[Start Excerpt to read]
Yes, that was my point, that I think it's a mistake to define
observer-moments solely in terms of computations defined as *functions*
which relate certain inputs to certain outputs--I think the actual
computational process used in going from input to output would matter in
terms of what is experienced. My alternate definition in terms of the
logical structure of a computation would take care of that.

> If a device employed lookup tables correctly for all possible inputs, then
> it would be conscious (according to comp) because the time at which the
> computation was carried out is irrelevant. And there is a further point to
> be made. The device must choose which lookup table to consult. Therefore it
> must be intelligent (make if-then decisions). And the kicker is that if it
> it's to be truly as responsive in its use of those tables as a device not
> using them, then it will end up having to do just as much computation
> finding the right table as it would just to perform the calculation! There
> is no free lunch here. I assert this confidently on the basis of my
> intuitions as a programmer, without being able to rigorously prove it, but
> a short thought experiment should get halfway to proving it. Imagine a
> lookup table of all possible additions of two numbers up to some number n.
> First I calculate all the possible results and put them into a large n by n
> table. Now I'm asked what is the sum of say 10 and 70. So I go across to
> row 10 and column 70 and read out the number 80. But in doing so, I've had
> to count to 10 and to 70! So I've added the two numbers together finding
> the correct value to look up! I'm sure the same equivalence could be proven
> to apply in all analogous situations.

I think you're being misled by the particular example you chose involving
addition, in general there is no principle that says finding the
appropriate entry in a lookup table involves a computation just as
complicated as the original computation without a lookup table. Suppose
instead of addition, the lookup table is based on a Turing test type
situation where an intelligent AI is asked to respond to textual input, and
the lookup table is created by doing a vast number of runs, all starting
from the same initial state but feeding the AI *all* possible strings of
characters under a certain length (the vast majority will just be nonsense
of course). Then all the possible input strings can be stored
alphabetically, and if I interact with the lookup table by typing a series
of comment to the AI, it just has to search through the recordings
alphabetically to find one where the AI responded to that particular
comment (after responding to my previous comments which constitute the
earlier parts of the input string), it doesn't need to re-compute the AI's
brain processes or anything like that. And ultimately regardless of the
type of program, the "input" will be encoded as some string of 1's and 0's,
so for *all* lookup tables the possible input strings can be stored in
numerical order, analogous to alphabetical order for verbal statements.
[End Excerpt to read]
Directive A |
In the lookup table discussion, what number is read out at row 10 and column 70 of the addition table?
Directive B |
Write out the passage from the lookup table discussion, starting with "Yes, that was" and going on through "care of that.".
[Start Provided material]
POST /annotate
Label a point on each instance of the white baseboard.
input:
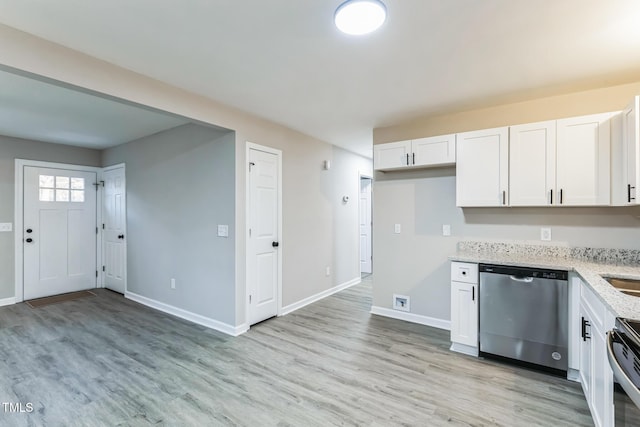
(7, 301)
(411, 317)
(317, 297)
(187, 315)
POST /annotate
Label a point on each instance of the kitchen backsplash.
(599, 255)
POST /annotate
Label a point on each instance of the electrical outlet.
(545, 234)
(401, 302)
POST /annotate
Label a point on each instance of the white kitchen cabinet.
(532, 164)
(595, 374)
(482, 168)
(583, 158)
(393, 155)
(464, 308)
(417, 153)
(631, 151)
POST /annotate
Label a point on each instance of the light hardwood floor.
(109, 361)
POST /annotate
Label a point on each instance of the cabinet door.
(631, 154)
(482, 168)
(583, 156)
(393, 155)
(532, 164)
(464, 314)
(436, 150)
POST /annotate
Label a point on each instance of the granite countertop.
(589, 263)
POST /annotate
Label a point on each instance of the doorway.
(264, 221)
(56, 234)
(366, 225)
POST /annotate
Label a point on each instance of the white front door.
(115, 230)
(365, 225)
(263, 243)
(59, 231)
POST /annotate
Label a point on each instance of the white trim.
(7, 301)
(317, 297)
(464, 349)
(278, 153)
(411, 317)
(187, 315)
(18, 212)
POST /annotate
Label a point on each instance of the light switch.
(223, 230)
[End Provided material]
Correct output A |
80

Correct output B |
Yes, that was my point, that I think it's a mistake to define
observer-moments solely in terms of computations defined as *functions*
which relate certain inputs to certain outputs--I think the actual
computational process used in going from input to output would matter in
terms of what is experienced. My alternate definition in terms of the
logical structure of a computation would take care of that.